SELECTED EXCERPT =>
^^^^^^^^

The Galaxy A23 5G is a viable alternative to the mid-range A53, offering a similar set of features for under $300. You get a decent 120Hz LCD panel that's great in daily use, and it is backed by reliable hardware and a large 5000mAh battery that lasts nearly two days. The software is the best you'll find in this category, and the phone will get more updates than its rivals. That said, there are a few trade-offs; the cameras aren't particularly great, there's no 4K video recording, no ingress protection, and you miss out on basics like Wi-Fi 6 connectivity and stereo sound.
- 120Hz LCD panel
- Outstanding battery life
- Reliable in daily use
- Excellent software features
- Poor camera quality
- No ingress protection
- No 4K video recording
- No stereo sound
Just the basics
The Galaxy A22 5G costs less than the A23 — coming in at under $200 — but you miss out on a lot of features. The 90Hz LCD screen isn't quite on the same level, the phone is prone to lag in daily use, and the cameras are nowhere up to the mark, and you miss out on essentials like 4K video recording. There's no glass protection or Wi-Fi 6 connectivity, and the design looks dated. Unless you absolutely need a phone for under $200, you should get the Galaxy A23 5G.

^^^^^^^^

LISTED ENTRIES =>
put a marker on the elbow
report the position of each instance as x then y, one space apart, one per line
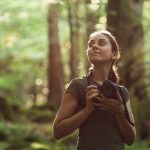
57 135
130 141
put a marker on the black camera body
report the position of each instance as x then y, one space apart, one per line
108 89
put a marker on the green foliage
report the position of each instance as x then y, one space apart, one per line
23 47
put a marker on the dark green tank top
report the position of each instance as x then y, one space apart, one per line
100 130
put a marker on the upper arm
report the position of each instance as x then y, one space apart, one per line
67 108
130 111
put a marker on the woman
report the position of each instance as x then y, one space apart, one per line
104 123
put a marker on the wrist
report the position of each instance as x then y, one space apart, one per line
88 110
119 114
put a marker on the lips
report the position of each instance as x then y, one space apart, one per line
96 53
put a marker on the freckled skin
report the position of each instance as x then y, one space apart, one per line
99 48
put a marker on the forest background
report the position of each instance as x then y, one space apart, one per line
42 47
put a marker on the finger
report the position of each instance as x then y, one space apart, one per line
92 92
119 96
91 87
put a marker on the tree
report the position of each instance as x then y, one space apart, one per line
124 20
73 20
55 72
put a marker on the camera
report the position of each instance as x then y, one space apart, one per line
108 89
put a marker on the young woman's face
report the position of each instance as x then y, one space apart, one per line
99 48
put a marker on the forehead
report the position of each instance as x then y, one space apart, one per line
98 36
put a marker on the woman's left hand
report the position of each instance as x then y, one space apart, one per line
113 105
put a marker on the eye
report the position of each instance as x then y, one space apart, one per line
101 42
91 43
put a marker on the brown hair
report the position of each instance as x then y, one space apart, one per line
113 73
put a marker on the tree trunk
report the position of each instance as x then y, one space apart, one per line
91 20
124 20
55 73
74 37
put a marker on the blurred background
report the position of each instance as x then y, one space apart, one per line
42 47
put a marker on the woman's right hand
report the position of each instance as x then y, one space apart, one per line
91 93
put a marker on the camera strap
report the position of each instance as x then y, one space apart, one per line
88 77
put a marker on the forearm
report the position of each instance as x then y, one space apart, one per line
67 126
127 130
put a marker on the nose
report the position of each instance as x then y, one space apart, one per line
95 46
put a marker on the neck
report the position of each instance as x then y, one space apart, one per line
100 73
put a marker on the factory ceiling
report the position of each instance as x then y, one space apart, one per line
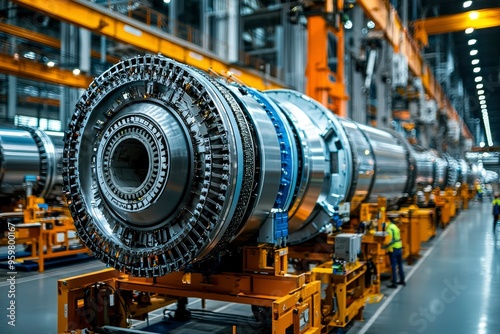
476 63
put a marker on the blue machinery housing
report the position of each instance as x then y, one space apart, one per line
164 165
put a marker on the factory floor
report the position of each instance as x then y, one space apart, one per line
452 288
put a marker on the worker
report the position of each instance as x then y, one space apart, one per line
479 191
395 251
496 210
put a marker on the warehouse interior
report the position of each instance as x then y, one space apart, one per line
236 166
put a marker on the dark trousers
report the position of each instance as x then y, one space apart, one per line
396 257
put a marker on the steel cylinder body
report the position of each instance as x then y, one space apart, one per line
28 152
165 165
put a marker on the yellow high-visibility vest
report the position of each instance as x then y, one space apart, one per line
395 233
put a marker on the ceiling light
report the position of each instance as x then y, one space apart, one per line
473 15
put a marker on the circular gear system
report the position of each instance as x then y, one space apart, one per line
153 165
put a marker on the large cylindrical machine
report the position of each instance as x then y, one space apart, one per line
27 153
165 165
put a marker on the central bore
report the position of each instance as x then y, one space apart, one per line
129 165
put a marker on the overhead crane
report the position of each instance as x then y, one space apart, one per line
137 34
387 20
46 40
12 65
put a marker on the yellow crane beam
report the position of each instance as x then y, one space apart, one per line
477 19
37 71
43 39
119 27
387 20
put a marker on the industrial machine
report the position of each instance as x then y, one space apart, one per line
31 196
169 171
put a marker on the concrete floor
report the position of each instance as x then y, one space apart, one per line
453 288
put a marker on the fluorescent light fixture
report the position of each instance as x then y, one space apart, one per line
473 15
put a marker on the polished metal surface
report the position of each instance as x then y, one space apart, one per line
28 152
326 155
425 161
165 166
268 146
20 158
363 164
440 171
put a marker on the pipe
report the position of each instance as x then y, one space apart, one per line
165 165
26 152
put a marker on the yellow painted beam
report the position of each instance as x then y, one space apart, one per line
387 20
30 35
119 27
483 18
40 72
43 39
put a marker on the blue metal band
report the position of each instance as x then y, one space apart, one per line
285 147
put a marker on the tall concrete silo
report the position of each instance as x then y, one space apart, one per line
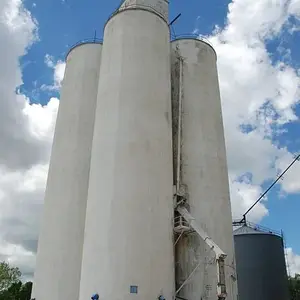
260 263
201 175
128 246
59 255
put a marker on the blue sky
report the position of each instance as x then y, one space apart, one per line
258 59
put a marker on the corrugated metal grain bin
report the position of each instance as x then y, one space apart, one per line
260 263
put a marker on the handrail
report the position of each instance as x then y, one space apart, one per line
84 41
137 6
200 37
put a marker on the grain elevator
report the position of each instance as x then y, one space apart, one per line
137 200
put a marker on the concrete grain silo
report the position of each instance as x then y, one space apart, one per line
260 263
59 255
138 138
200 175
128 245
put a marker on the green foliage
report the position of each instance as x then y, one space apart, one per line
294 286
11 288
17 291
8 276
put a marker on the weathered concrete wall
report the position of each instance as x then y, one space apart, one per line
129 229
59 256
204 174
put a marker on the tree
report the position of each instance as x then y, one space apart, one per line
8 275
294 287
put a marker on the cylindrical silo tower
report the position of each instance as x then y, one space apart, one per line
260 264
128 245
59 255
200 175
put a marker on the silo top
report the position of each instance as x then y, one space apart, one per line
249 230
160 7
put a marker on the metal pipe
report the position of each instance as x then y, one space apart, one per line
179 133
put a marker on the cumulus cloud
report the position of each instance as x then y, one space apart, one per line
58 72
259 96
26 136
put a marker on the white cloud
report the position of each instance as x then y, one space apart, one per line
256 93
293 261
258 97
294 8
58 72
26 136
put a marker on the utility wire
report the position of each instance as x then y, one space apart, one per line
297 158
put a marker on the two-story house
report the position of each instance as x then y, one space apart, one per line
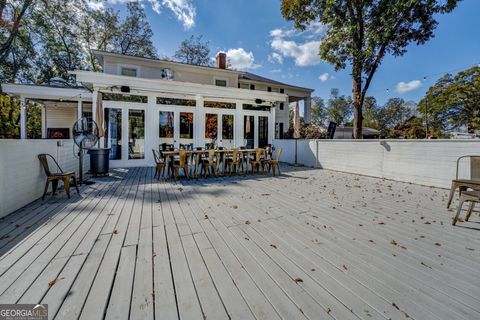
141 103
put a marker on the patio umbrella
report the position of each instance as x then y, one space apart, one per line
99 118
296 122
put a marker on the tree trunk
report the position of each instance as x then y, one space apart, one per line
358 119
357 104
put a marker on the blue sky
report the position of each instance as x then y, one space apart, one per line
259 40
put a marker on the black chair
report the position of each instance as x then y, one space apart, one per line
57 176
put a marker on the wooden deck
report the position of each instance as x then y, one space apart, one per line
311 244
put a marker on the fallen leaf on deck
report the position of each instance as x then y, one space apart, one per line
52 283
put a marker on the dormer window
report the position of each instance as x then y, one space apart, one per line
129 71
221 82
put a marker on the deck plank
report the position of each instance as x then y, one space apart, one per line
133 247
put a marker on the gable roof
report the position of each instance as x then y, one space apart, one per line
100 53
255 77
242 75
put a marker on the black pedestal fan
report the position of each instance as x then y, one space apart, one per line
85 136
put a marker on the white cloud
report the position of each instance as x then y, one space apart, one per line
183 10
305 54
403 87
275 58
241 59
324 77
286 45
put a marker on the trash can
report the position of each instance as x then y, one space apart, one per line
99 161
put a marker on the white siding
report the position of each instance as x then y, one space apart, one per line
61 117
22 178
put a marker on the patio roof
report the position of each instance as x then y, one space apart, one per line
47 92
310 244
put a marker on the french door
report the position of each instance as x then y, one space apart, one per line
125 132
256 129
220 127
175 125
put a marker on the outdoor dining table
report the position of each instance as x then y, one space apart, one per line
169 155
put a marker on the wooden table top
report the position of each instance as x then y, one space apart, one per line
176 152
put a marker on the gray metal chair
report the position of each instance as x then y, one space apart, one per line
471 196
463 184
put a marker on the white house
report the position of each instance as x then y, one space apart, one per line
147 102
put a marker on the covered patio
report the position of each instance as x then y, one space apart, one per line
309 244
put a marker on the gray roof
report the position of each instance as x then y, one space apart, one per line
257 78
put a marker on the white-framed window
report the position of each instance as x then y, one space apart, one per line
244 86
128 70
220 82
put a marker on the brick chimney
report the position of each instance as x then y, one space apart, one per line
221 59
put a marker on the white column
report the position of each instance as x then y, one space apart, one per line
79 108
23 118
238 125
199 137
307 106
94 103
44 122
271 123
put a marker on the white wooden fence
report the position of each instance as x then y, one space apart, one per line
427 162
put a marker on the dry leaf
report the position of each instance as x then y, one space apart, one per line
52 283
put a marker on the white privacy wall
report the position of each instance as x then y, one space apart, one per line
427 162
22 178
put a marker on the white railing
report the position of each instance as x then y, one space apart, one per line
427 162
22 179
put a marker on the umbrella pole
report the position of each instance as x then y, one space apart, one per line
296 151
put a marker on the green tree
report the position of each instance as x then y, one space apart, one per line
194 51
98 30
453 102
339 108
395 112
318 112
9 118
359 33
371 113
135 36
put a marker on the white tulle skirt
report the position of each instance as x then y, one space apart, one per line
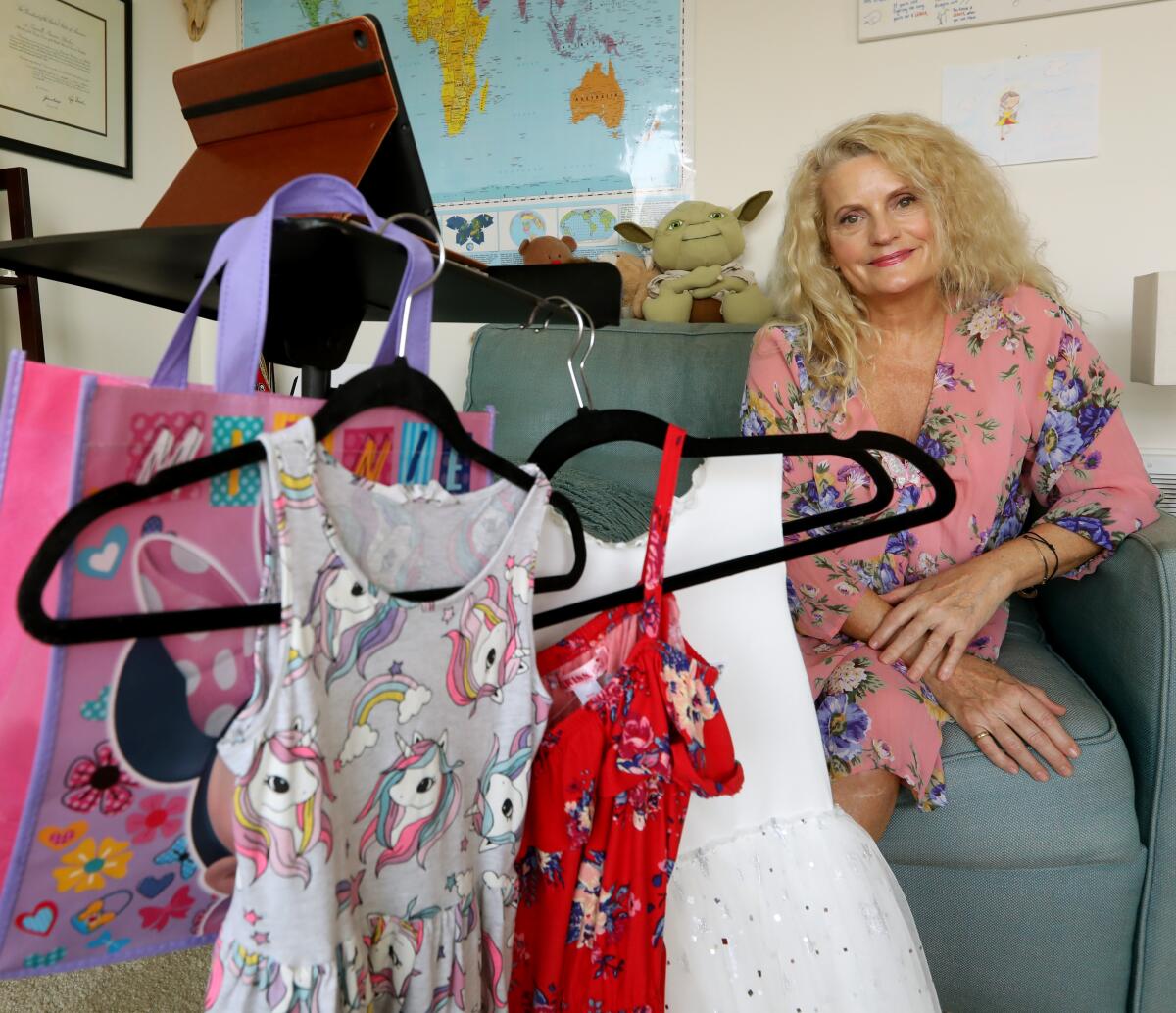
799 914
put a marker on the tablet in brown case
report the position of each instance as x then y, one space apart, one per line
321 101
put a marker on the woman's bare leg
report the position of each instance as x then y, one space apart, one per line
869 798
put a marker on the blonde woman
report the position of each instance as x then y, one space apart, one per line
917 307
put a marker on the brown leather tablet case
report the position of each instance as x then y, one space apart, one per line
321 101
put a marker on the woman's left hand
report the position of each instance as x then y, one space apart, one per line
950 607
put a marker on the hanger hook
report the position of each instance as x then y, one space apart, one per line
580 336
581 316
530 319
441 258
592 345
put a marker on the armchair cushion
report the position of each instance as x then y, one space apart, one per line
1117 629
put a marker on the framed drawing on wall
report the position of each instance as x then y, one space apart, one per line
65 81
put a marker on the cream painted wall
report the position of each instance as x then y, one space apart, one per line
771 75
89 329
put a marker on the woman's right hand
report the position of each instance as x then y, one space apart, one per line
985 697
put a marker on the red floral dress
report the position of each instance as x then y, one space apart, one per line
609 796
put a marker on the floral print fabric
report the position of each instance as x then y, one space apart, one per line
610 793
1022 410
381 766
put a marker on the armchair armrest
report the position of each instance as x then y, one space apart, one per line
1117 630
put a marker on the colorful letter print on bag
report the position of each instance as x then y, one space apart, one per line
115 841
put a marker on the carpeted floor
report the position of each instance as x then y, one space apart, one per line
170 984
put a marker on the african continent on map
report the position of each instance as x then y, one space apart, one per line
527 225
458 29
515 100
317 12
588 224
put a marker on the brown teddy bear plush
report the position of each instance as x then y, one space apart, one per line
550 249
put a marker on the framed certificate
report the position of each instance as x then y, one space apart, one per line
65 81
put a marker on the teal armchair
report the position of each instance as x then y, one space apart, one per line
1035 898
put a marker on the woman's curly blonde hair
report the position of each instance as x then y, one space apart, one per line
982 237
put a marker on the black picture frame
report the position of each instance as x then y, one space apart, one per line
38 37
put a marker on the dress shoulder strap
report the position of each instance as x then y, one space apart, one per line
653 571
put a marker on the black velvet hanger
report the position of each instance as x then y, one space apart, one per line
594 427
397 384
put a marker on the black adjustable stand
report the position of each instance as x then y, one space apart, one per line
326 277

^^^^^^^^

TASK INSTRUCTIONS =>
Reproduce the Galaxy A23 5G review word for word, from its opening sentence through its final line.

ANSWER FOR THE TASK =>
The Galaxy A23 5G is a viable alternative to the mid-range A53, offering a similar set of features for under $300. You get a decent 120Hz LCD panel that's great in daily use, and it is backed by reliable hardware and a large 5000mAh battery that lasts nearly two days. The software is the best you'll find in this category, and the phone will get more updates than its rivals. That said, there are a few trade-offs; the cameras aren't particularly great, there's no 4K video recording, no ingress protection, and you miss out on basics like Wi-Fi 6 connectivity and stereo sound.
- 120Hz LCD panel
- Outstanding battery life
- Reliable in daily use
- Excellent software features
- Poor camera quality
- No ingress protection
- No 4K video recording
- No stereo sound
Just the basics
The Galaxy A22 5G costs less than the A23 — coming in at under $200 — but you miss out on a lot of features. The 90Hz LCD screen isn't quite on the same level, the phone is prone to lag in daily use, and the cameras are nowhere up to the mark, and you miss out on essentials like 4K video recording. There's no glass protection or Wi-Fi 6 connectivity, and the design looks dated. Unless you absolutely need a phone for under $200, you should get the Galaxy A23 5G.